The task: Show each line of the listing that contains the word "lamp", treating uppercase and lowercase letters as different.

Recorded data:
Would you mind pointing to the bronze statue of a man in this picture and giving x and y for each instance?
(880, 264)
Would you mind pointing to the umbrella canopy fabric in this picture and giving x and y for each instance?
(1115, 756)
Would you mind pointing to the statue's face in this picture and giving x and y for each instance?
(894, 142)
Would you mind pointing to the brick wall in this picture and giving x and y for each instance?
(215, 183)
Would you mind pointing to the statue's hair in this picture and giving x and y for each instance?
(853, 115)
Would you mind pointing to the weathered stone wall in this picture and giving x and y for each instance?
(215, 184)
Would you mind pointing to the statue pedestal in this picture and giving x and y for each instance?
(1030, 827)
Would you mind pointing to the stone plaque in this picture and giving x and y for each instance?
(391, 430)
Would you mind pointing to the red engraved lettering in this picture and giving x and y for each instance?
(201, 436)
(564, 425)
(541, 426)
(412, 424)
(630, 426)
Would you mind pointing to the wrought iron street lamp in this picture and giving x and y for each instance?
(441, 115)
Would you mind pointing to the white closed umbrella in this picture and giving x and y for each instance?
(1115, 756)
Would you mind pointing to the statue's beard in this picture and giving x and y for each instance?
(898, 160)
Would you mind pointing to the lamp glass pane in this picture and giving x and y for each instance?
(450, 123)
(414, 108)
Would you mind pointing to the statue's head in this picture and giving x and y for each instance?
---
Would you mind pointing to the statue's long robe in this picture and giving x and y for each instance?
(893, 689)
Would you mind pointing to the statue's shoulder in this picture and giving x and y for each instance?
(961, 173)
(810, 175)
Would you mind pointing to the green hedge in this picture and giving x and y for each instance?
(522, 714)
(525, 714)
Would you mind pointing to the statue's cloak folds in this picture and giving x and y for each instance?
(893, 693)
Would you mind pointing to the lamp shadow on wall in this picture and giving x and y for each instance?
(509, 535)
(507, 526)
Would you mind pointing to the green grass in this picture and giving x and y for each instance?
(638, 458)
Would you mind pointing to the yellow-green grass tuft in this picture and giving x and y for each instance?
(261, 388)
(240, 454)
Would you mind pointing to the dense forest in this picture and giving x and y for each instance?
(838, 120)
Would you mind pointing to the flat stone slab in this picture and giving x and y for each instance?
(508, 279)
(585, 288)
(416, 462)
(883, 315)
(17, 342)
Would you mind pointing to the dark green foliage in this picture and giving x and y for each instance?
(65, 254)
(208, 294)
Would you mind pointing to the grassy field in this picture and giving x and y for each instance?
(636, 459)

Task answer:
Would you mind pointing to the wrought iron street lamp in this picture and giving x and y for each instance?
Would you mind pointing to the lamp glass pane in this picture and giving x and y for each instance?
Would you mind pointing to the lamp shadow on wall in this picture and giving x and y for each instance?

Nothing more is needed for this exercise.